» Written task 1: In the CAB420 practical, which file holds the daily solar exposure data?

----- Reading text -----

# CAB420, Week 1 Practical - Question 1 Solution

## Combining and Filtering Multiple Datasets

CAB420 Tutorial1.zip contains a number of datasets, split into two directories as follows:
* BOM, which contains Bureau of Meteorology data for Brisbane City from the years 1999-2019. The data is split into three files.
 * IDCJAC0009_040913_1800_Data.csv contains daily rainfall data;
 * IDCJAC0010_040913_1800_Data.csv contains maximum daily temperature data; and
 * IDCJAC0013_040913_1800_Data.csv contains daily solar exposure data.
* BCCCyclewayCounts contains five years data (from 2014-2018) for Brisbane City Council cycleways, with data for each year being in a separate file (i.e. bike-ped-auto-counts-2014.csv contains data for the year 2014).

You are to combine these datasets into a single table using Python (or the programming language of your choice such that):
* You have a single table that spans the time period of the BCCCyclewayCounts data;
* Duplicate information is avoided (i.e. you don’t have multiple date columns, or similar);
* For the cycle way data, only columns that are available in all years data are included in the final table (i.e. if a counter is available in 2014 − 2017, but not 2018, that column should be excluded.

### Suggested Packages

The following packages are suggested, however there are many ways to approach things in python, if you'd rather use different pacakges that's cool too.

In [8]:
# numpy handles pretty much anything that is a number/vector/matrix/array
import numpy as np
# pandas handles dataframes
import pandas as pd
# matplotlib emulates Matlabs plotting functionality
import matplotlib.pyplot as plt
# stats models is a package that is going to perform the regression analysis
from statsmodels import api as sm
from scipy import stats
from sklearn.metrics import mean_squared_error
# os allows us to manipulate variables on out local machine, such as paths and environment variables
import os
# self explainatory, dates and times
from datetime import datetime, date
# a helper package to help us iterate over objects
import itertools

from typing import List

  from pandas import Int64Index as NumericIndex


### Step 1: Load Weather Data

You have three weather files to load. Each of these will have more data than we do in the cycling files, so only select data in the same data range as we have for the cycle counts (2014-2018).

-----

» Written task 2: Write out as a numbered list everything in the entries from the line containing "Annotation spec v2.4 — Object: green grass." down to the line containing "xmin=0 ymin=61 xmax=450 ymax=311", leaving out blank lines.

----- Given information -----

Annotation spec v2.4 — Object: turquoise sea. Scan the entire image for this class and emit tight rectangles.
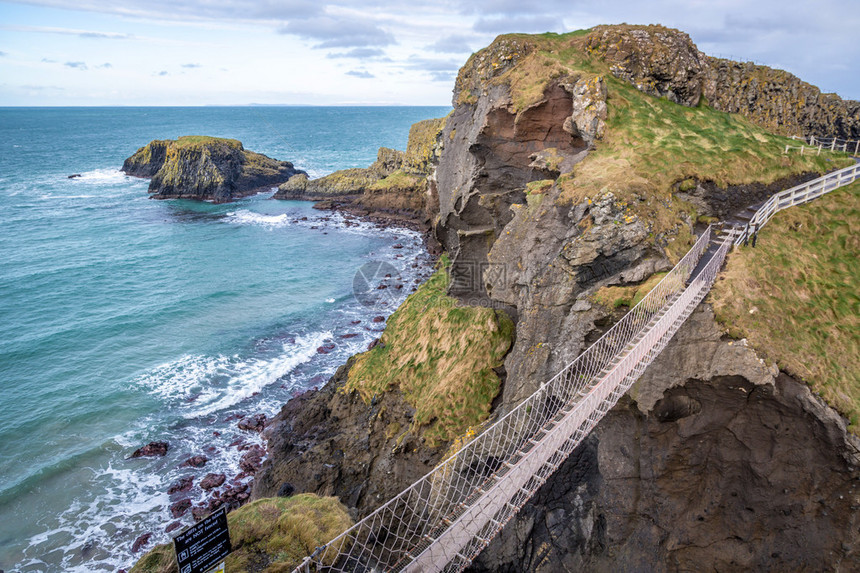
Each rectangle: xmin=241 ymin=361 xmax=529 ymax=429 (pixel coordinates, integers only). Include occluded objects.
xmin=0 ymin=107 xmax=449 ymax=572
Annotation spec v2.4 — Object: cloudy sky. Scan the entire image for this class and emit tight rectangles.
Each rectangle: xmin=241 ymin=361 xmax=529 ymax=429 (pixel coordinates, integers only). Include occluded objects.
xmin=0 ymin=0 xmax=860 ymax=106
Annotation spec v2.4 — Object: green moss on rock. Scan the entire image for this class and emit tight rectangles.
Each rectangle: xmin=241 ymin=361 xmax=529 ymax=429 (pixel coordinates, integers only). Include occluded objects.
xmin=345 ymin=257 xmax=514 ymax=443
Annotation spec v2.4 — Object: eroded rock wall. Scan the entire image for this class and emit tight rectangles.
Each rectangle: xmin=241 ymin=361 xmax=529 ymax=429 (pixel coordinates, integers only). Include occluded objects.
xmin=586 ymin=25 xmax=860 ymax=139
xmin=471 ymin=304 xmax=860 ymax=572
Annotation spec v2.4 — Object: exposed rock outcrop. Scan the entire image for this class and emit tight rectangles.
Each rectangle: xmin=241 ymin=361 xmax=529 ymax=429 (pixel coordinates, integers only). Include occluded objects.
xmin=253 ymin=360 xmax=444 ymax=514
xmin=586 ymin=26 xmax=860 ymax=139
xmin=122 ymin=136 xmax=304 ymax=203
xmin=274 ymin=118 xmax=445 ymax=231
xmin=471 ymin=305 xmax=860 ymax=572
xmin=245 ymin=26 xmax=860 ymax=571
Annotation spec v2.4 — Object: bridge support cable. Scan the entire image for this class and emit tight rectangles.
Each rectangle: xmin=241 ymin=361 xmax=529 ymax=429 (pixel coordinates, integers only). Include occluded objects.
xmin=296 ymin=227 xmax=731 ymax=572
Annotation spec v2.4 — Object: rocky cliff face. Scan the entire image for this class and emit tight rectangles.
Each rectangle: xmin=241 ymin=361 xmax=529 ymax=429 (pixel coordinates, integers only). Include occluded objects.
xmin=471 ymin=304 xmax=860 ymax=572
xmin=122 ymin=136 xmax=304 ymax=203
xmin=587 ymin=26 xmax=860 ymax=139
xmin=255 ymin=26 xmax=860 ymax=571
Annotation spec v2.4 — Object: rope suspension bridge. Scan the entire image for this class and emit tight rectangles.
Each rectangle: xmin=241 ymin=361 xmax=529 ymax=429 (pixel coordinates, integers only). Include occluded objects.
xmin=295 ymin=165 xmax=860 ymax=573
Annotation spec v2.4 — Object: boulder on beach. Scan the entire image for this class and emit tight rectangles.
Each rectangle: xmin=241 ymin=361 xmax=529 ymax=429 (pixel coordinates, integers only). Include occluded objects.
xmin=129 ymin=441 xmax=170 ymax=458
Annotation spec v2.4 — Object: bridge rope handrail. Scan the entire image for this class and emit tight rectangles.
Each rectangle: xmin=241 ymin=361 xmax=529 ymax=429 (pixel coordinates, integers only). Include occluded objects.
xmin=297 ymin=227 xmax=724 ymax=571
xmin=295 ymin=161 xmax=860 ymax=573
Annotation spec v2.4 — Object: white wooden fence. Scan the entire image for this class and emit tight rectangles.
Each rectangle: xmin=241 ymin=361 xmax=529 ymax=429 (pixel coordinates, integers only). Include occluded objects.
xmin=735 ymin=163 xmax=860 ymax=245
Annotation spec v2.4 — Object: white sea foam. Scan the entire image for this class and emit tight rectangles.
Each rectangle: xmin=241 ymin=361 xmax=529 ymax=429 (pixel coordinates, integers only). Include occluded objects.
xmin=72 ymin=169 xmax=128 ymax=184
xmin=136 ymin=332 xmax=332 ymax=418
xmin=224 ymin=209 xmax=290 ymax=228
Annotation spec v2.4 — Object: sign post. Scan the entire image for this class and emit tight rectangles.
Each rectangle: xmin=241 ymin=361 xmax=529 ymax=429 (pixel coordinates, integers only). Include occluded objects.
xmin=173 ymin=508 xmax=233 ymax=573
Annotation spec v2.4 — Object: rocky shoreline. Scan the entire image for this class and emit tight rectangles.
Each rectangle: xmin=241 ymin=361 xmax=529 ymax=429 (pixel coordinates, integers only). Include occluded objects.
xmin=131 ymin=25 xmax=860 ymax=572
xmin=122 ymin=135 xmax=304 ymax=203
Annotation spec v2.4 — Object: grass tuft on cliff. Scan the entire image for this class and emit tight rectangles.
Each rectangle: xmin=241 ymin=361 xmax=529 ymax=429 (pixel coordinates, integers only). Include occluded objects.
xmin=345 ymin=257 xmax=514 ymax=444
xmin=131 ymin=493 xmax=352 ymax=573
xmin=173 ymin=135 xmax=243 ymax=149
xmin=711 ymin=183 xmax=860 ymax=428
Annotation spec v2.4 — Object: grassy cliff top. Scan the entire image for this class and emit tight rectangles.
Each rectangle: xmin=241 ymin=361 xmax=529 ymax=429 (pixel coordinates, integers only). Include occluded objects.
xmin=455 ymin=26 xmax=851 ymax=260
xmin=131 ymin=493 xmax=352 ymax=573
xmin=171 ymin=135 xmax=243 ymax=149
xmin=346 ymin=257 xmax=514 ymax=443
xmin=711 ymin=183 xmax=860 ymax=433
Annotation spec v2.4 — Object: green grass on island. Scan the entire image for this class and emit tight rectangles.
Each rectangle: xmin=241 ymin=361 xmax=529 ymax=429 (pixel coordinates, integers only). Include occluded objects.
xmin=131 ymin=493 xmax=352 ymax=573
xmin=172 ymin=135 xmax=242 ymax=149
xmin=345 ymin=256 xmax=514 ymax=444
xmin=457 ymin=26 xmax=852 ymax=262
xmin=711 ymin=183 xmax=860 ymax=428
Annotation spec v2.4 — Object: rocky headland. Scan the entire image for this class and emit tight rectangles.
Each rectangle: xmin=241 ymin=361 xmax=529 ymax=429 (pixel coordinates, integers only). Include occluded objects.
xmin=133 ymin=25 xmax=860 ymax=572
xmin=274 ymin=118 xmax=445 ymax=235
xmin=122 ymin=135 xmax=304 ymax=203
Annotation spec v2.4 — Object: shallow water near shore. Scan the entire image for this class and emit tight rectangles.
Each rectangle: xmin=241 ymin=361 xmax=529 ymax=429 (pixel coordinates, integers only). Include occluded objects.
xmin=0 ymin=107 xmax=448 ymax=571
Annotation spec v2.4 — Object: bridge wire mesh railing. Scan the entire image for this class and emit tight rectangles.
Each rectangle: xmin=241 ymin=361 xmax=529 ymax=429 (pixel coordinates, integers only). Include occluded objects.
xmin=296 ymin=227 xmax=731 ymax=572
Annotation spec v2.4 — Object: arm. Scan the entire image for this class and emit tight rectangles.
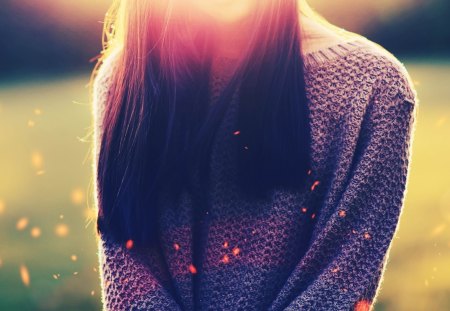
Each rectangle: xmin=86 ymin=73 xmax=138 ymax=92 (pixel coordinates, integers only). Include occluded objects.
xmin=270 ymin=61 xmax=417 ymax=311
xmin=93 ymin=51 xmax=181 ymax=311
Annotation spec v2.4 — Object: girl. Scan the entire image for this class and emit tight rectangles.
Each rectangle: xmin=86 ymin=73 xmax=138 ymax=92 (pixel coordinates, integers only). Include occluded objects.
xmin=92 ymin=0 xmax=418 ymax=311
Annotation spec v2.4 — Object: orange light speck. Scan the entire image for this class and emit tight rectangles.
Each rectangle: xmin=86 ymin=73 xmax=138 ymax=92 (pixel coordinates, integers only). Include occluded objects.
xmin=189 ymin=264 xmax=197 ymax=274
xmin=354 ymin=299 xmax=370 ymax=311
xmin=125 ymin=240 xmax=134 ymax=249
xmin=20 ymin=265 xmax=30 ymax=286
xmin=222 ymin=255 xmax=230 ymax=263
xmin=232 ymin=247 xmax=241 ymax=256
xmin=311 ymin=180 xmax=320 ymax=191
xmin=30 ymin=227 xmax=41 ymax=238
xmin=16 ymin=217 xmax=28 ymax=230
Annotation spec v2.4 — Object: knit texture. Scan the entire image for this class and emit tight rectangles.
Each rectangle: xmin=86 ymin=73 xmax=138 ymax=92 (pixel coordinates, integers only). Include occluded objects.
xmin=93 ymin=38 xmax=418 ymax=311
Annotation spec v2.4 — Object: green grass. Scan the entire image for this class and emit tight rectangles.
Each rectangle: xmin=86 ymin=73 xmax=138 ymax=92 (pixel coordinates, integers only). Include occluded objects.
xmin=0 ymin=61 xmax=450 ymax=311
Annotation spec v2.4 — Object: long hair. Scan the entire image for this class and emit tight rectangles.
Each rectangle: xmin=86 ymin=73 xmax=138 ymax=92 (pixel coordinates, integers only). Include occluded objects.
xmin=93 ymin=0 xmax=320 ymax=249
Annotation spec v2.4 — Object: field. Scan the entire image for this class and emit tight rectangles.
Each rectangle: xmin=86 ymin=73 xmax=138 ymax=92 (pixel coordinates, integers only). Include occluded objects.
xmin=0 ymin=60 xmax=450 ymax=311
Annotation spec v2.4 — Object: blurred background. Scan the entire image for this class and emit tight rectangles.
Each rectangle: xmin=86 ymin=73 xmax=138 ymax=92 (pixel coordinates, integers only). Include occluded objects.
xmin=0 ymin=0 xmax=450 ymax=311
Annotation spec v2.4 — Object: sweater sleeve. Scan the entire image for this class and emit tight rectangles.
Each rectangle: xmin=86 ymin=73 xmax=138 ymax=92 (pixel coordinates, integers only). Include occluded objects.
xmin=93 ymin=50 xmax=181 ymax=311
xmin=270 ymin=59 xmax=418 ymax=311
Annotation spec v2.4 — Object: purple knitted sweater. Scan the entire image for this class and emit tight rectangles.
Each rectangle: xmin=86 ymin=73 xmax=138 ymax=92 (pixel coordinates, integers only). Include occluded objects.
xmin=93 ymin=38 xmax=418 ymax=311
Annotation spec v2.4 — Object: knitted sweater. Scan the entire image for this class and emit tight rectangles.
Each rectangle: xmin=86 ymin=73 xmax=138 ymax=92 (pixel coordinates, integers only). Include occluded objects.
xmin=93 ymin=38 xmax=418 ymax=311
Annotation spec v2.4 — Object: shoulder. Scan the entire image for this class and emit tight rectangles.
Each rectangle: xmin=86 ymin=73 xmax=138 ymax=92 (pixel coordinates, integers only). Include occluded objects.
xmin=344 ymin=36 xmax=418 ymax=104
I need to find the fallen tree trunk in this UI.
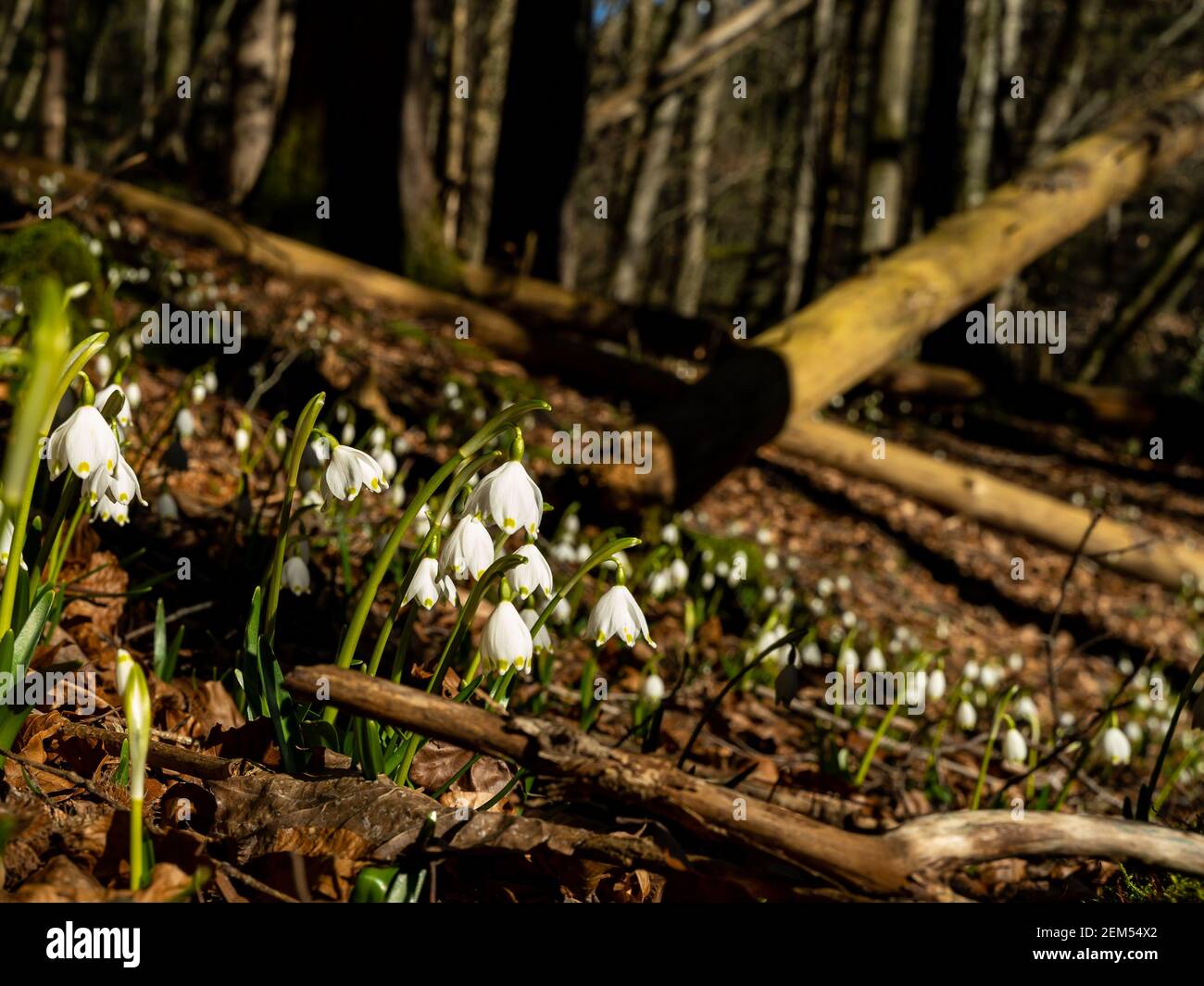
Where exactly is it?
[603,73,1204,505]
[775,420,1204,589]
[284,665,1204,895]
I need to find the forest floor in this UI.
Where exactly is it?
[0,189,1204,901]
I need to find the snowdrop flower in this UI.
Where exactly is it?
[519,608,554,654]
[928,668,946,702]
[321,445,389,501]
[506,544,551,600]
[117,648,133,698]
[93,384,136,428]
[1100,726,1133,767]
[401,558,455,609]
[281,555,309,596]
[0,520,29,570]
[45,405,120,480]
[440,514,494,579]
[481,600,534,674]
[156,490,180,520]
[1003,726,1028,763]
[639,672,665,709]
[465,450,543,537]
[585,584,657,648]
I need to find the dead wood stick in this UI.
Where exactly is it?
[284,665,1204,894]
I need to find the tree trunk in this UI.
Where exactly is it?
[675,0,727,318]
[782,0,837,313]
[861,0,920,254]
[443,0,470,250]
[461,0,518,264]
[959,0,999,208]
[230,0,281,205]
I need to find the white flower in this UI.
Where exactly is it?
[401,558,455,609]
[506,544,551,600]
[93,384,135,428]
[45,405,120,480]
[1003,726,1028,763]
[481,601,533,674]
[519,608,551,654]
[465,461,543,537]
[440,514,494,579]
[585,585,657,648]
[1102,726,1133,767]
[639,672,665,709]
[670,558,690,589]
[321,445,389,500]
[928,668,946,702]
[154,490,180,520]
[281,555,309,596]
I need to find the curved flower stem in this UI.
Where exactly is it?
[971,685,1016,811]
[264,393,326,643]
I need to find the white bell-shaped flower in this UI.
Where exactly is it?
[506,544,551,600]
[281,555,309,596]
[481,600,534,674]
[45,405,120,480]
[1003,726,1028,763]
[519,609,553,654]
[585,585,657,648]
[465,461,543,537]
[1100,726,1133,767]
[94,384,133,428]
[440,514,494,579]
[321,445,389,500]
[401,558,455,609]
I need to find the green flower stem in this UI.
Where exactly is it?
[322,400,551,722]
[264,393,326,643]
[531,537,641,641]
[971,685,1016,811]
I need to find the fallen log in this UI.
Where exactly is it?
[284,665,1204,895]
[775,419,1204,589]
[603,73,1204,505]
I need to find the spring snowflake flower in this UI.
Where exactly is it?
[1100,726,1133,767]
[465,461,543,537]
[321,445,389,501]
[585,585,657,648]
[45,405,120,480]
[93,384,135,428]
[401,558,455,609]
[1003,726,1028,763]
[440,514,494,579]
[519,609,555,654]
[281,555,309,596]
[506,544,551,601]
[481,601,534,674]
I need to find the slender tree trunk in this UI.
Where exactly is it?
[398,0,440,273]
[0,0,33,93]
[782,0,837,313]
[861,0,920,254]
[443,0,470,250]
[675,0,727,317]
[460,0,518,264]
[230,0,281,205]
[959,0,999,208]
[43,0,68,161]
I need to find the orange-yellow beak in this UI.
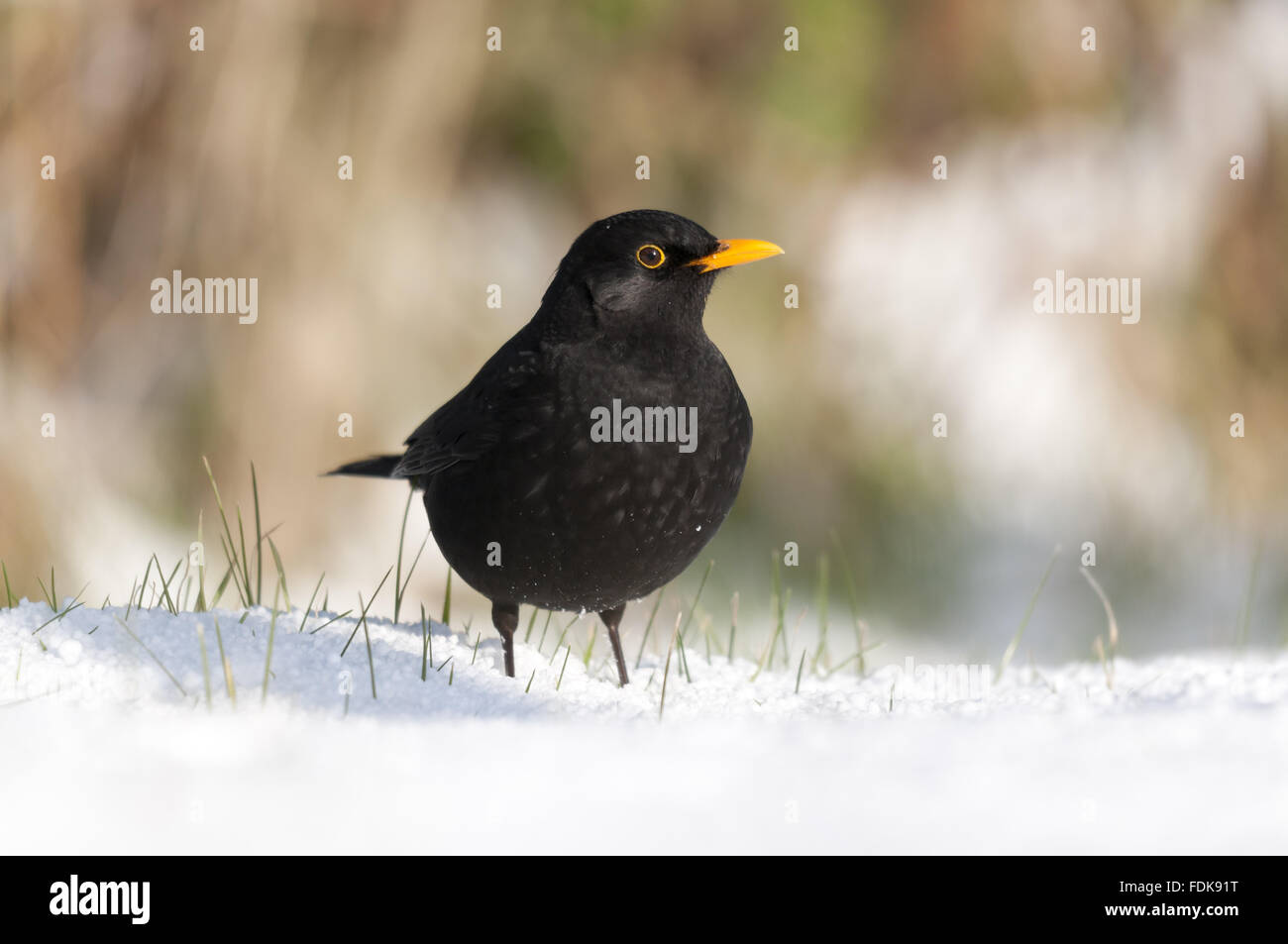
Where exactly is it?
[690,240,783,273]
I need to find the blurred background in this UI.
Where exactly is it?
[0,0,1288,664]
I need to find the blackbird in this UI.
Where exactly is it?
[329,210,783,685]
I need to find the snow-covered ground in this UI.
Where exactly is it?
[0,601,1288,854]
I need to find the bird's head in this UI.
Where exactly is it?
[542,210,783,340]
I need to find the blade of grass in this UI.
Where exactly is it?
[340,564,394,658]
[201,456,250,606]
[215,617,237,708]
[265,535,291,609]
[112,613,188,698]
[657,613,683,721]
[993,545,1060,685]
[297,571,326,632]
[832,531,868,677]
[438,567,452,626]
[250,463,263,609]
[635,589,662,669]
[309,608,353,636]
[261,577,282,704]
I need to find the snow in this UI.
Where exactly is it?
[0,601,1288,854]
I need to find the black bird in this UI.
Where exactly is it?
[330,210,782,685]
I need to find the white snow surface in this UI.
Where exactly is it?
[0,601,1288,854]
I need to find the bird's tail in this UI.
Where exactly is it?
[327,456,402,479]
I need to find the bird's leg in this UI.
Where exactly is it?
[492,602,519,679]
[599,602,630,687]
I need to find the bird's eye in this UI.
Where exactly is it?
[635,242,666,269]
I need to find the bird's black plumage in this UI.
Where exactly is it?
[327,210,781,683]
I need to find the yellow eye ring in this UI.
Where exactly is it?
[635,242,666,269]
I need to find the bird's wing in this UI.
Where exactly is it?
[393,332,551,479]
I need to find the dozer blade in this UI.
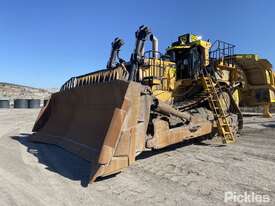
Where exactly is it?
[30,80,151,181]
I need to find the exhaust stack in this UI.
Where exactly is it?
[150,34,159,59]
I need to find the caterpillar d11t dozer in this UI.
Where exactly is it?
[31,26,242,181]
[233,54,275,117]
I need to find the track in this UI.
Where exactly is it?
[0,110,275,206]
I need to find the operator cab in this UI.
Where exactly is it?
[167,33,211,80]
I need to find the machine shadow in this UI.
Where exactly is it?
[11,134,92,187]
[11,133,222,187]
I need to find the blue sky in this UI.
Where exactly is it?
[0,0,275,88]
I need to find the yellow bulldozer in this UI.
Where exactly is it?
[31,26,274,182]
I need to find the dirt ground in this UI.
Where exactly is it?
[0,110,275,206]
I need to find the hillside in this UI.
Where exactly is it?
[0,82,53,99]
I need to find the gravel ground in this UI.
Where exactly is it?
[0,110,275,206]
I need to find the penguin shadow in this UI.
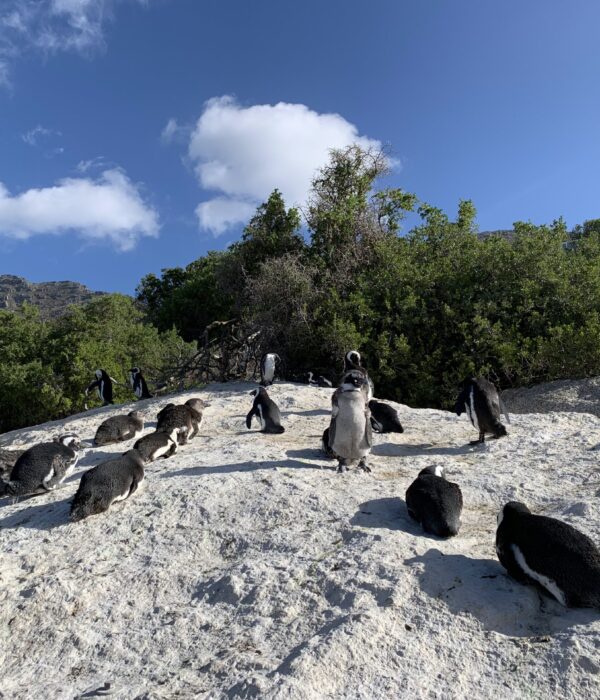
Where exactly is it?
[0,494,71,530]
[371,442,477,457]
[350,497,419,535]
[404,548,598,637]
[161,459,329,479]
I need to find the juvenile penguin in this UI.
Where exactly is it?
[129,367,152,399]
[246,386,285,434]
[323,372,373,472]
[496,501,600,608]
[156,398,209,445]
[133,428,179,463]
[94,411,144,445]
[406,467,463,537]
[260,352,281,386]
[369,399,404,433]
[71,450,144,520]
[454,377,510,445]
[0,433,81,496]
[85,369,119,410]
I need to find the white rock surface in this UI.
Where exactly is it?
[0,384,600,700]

-----

» Finished answer 1: IDCJAC0013_040913_1800_Data.csv

» Finished answer 2:
1. Annotation spec v2.4 — Object: green grass. Scan the entire image for this class and emit tight rectangles.
2. Each rectangle: xmin=86 ymin=73 xmax=138 ymax=92 (pixel coordinates, integers only). Include occluded objects.
3. xmin=0 ymin=61 xmax=450 ymax=311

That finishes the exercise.